* [Exercise]:
Convert every line of the records below into a JSON list of strings, one string per line, leaving out blank lines.

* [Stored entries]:

_ _ _ _ _ _ _

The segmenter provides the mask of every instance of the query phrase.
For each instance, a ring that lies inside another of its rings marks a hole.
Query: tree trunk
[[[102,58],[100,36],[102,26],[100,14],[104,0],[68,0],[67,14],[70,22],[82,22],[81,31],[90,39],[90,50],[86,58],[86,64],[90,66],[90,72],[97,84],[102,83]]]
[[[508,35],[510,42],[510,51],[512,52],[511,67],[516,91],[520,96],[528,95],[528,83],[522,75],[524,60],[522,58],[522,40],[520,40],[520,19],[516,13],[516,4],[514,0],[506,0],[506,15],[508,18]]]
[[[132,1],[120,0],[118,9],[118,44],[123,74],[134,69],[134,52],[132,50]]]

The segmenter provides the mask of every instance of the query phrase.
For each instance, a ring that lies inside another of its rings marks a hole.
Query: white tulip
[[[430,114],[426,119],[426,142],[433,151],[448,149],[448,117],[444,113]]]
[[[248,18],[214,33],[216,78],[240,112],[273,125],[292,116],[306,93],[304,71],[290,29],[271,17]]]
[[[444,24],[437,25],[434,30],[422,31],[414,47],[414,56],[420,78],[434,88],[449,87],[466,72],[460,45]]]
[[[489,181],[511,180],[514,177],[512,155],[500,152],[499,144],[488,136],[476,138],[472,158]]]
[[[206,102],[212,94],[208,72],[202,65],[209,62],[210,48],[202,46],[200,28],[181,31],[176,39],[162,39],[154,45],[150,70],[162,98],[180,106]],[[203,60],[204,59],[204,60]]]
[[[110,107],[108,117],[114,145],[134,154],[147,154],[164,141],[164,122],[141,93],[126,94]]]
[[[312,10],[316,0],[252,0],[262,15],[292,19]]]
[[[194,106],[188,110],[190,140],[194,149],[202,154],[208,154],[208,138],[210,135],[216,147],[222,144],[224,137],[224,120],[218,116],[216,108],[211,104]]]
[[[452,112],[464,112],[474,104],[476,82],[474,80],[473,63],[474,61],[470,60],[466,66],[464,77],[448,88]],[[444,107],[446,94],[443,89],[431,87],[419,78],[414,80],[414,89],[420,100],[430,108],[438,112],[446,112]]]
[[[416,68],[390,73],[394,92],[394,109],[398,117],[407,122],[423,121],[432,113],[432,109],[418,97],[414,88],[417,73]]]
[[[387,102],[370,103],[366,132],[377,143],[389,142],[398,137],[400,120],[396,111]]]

_ _ _ _ _ _ _

* [Reply]:
[
  "The segmenter provides the mask of every instance of the query phrase.",
  "For each instance, a ring that lies inside another of its rings marks a hole.",
  "Query: tree trunk",
  "[[[102,58],[100,36],[102,26],[100,14],[104,0],[68,0],[67,14],[70,22],[82,22],[81,31],[90,39],[90,50],[86,58],[86,64],[90,66],[90,72],[97,84],[102,83]]]",
  "[[[508,35],[510,42],[510,51],[512,52],[511,67],[516,91],[520,96],[528,95],[528,83],[522,75],[524,60],[522,58],[522,40],[520,40],[520,19],[516,13],[516,4],[514,0],[506,0],[506,15],[508,18]]]",
  "[[[132,1],[120,0],[118,9],[118,44],[123,74],[134,69],[134,52],[132,50]]]",
  "The segmenter provides the mask of every instance of the query phrase.",
  "For each instance, a ring that lies inside another of its rings marks a hole.",
  "Query: white tulip",
  "[[[430,114],[426,119],[426,142],[433,151],[448,149],[448,117],[444,113]]]",
  "[[[248,18],[214,33],[216,78],[240,112],[273,125],[292,116],[306,93],[304,71],[290,29],[271,17]]]",
  "[[[444,24],[437,25],[434,30],[422,31],[414,47],[414,56],[420,78],[434,88],[449,87],[466,72],[460,45]]]",
  "[[[489,181],[511,180],[514,177],[512,155],[500,152],[499,144],[488,136],[476,138],[472,158]]]",
  "[[[206,102],[212,94],[208,72],[202,65],[209,62],[210,48],[202,46],[200,28],[181,31],[176,39],[162,39],[154,45],[150,70],[162,98],[180,106]],[[203,60],[204,59],[204,60]]]",
  "[[[110,107],[108,117],[114,145],[134,154],[147,154],[164,141],[164,122],[141,93],[126,94]]]",
  "[[[312,10],[316,0],[252,0],[262,15],[292,19]]]",
  "[[[194,106],[188,110],[190,140],[194,149],[202,154],[208,154],[208,138],[210,135],[216,147],[222,144],[224,137],[224,120],[218,116],[216,108],[211,104]]]",
  "[[[452,112],[464,112],[474,104],[476,82],[474,80],[473,63],[474,61],[470,60],[466,66],[464,77],[448,88]],[[444,107],[446,94],[443,89],[431,87],[419,78],[414,80],[414,89],[420,100],[430,108],[438,112],[446,112]]]",
  "[[[416,68],[390,73],[394,92],[394,109],[398,117],[407,122],[423,121],[432,113],[432,109],[418,97],[414,88],[417,73]]]",
  "[[[387,102],[370,103],[366,132],[377,143],[389,142],[398,137],[400,120],[396,111]]]"
]